Some legends about Augustine concern his establishing, living in or at least visiting a monastery of hermits before he left Italy.
During the 14th & 15th centuries, legends – especially those about the Order's having a direct link with Augustine - fascinated Augustinians. Many of these legends appeared in a manuscript in or about the year 1330 by an Augustinian long described as the Anonymous Florentine. For example, he reported that, at Augustine's baptism, Bishop Ambrose spontaneously sang the first verse of the great prayer, the Te Deum laudamus ("O God, we praise you"), Augustine added the second verse, and Ambrose and Augustine continued spontaneously to compose alternate verses of this great prayer of praise. The composition of the Te Deum laudamus has traditionally been attributed to Ambrose of Milan, but neither by this spontaneous manner nor by assistance from Augustine.
A number of legends reported by the Anonymous Florentine were repeated in 1334 by one of the first Augustinian historians (in the medieval understanding of the term, history), Henry of Friemar O.S.A.. Henry repeated incorrect legends about supposed actions by Augustine between his baptism in Milan and his return to Africa. Henry wrote that Augustine was baptised at the age of thirty, although from Augustine’s own words in his Confessions it can be deduced that he was in fact thirty-two years old at the time.
This back-dating of Augustine’s baptism allowed the “extra two years” in which Augustine supposedly lived with the hermits in Tuscany and gave them his Rule. In fact, Augustine was baptised in Milan at Easter 387, and was in Ostia in November. He then left Ostia for Rome – today a thirty-minute journey by suburban train - soon after Monica died there in November 387. Nine months later, he returned from Rome to Ostia in order to sail to North Africa, i.e., in August 388. When later writing his Retractions, Augustine clearly states that from Ostia he went to Rome with his friend, Evodius. His adolescent son, Adeodatus, was also with him.

◆ Your instructions:
Could you copy the Augustine legends text starting at "This back-dating of" and ending at "also with him.", substituting "commuter rail" for "suburban train"?

Raw items
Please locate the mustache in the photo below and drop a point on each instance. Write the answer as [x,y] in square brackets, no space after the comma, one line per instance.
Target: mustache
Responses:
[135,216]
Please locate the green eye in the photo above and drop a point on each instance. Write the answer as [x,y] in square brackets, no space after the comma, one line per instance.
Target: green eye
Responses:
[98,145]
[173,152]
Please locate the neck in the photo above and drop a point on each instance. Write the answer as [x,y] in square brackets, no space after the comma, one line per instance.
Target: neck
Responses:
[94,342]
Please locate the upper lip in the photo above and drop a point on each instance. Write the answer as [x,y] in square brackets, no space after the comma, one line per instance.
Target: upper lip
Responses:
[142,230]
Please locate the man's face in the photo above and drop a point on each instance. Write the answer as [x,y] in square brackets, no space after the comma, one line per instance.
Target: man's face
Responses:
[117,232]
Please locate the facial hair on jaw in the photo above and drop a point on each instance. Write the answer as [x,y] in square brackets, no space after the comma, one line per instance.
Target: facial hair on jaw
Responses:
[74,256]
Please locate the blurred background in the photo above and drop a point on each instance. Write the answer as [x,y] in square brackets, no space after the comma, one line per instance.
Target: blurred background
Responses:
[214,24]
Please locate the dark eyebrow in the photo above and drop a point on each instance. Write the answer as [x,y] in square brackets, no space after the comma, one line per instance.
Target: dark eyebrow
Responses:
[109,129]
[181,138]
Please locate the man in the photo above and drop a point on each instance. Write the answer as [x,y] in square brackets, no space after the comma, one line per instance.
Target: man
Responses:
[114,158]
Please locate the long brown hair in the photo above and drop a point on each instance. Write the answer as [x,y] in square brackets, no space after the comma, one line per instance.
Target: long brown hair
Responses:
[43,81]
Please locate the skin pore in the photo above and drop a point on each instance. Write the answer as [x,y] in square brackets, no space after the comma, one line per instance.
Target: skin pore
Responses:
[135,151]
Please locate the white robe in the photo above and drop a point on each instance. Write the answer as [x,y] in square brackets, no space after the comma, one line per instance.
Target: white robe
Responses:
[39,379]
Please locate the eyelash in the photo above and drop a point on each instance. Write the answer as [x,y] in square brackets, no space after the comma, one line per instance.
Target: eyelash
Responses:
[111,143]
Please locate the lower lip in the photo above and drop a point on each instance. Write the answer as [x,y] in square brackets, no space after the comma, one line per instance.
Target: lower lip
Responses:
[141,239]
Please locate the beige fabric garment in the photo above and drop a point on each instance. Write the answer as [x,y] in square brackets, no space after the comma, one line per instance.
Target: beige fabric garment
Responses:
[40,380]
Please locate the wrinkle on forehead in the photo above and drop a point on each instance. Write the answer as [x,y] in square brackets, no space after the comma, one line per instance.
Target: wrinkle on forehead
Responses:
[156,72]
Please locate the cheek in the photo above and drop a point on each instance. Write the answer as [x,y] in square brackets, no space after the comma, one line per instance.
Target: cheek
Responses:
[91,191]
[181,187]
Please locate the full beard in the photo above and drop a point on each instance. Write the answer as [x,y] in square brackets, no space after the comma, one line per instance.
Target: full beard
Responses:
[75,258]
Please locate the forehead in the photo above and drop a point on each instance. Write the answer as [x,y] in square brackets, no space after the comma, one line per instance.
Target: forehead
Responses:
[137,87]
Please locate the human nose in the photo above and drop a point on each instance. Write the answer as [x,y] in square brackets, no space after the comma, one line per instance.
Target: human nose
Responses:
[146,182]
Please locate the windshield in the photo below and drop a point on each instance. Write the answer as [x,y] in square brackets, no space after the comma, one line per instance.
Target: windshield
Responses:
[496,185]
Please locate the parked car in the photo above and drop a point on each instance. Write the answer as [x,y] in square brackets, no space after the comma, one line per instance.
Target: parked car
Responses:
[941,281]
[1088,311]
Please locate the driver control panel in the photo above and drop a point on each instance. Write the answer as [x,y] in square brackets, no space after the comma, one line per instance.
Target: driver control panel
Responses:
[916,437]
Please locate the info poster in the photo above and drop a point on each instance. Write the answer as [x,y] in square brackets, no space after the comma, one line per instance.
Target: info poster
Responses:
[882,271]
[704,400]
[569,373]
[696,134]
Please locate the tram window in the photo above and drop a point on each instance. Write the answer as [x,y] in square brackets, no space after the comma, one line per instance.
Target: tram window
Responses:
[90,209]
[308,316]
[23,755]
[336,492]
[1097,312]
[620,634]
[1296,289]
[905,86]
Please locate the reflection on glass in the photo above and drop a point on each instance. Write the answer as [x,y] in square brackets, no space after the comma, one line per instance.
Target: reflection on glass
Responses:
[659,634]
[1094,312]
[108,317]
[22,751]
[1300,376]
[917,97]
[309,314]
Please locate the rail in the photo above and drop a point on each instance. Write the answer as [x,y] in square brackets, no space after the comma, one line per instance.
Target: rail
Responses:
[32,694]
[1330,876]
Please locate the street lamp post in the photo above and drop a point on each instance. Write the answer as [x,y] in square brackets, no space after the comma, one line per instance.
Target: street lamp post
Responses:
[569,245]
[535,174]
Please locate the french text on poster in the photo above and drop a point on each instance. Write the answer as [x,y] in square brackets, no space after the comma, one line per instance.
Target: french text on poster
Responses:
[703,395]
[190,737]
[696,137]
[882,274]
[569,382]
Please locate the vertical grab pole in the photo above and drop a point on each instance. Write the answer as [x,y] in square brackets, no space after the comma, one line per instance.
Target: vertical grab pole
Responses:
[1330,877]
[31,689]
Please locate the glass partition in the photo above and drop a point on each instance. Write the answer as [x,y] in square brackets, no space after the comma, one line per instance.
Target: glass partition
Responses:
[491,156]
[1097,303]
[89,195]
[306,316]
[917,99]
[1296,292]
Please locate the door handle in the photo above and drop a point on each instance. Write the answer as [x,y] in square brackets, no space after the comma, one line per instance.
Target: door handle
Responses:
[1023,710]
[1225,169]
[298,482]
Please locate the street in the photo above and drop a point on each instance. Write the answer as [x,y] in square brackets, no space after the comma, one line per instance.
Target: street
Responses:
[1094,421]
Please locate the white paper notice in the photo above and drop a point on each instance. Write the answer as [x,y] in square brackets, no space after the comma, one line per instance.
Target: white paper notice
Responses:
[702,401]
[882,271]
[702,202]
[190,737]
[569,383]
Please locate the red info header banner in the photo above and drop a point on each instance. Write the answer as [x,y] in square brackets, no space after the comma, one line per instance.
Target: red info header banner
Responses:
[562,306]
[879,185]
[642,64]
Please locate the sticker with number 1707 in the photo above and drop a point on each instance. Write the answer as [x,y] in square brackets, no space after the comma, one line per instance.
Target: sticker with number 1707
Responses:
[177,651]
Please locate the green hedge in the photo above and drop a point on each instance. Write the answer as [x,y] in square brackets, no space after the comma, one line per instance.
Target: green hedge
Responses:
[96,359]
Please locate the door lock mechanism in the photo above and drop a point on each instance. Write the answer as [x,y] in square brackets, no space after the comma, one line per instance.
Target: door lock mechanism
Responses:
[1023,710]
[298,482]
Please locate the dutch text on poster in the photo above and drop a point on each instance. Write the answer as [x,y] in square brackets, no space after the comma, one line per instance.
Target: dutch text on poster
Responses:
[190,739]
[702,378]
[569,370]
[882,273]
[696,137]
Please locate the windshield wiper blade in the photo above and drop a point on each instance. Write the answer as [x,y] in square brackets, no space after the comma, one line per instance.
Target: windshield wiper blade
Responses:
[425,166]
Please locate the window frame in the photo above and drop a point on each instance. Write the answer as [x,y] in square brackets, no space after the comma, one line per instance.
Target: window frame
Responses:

◆ The solution:
This back-dating of Augustine’s baptism allowed the “extra two years” in which Augustine supposedly lived with the hermits in Tuscany and gave them his Rule. In fact, Augustine was baptised in Milan at Easter 387, and was in Ostia in November. He then left Ostia for Rome – today a thirty-minute journey by commuter rail - soon after Monica died there in November 387. Nine months later, he returned from Rome to Ostia in order to sail to North Africa, i.e., in August 388. When later writing his Retractions, Augustine clearly states that from Ostia he went to Rome with his friend, Evodius. His adolescent son, Adeodatus, was also with him.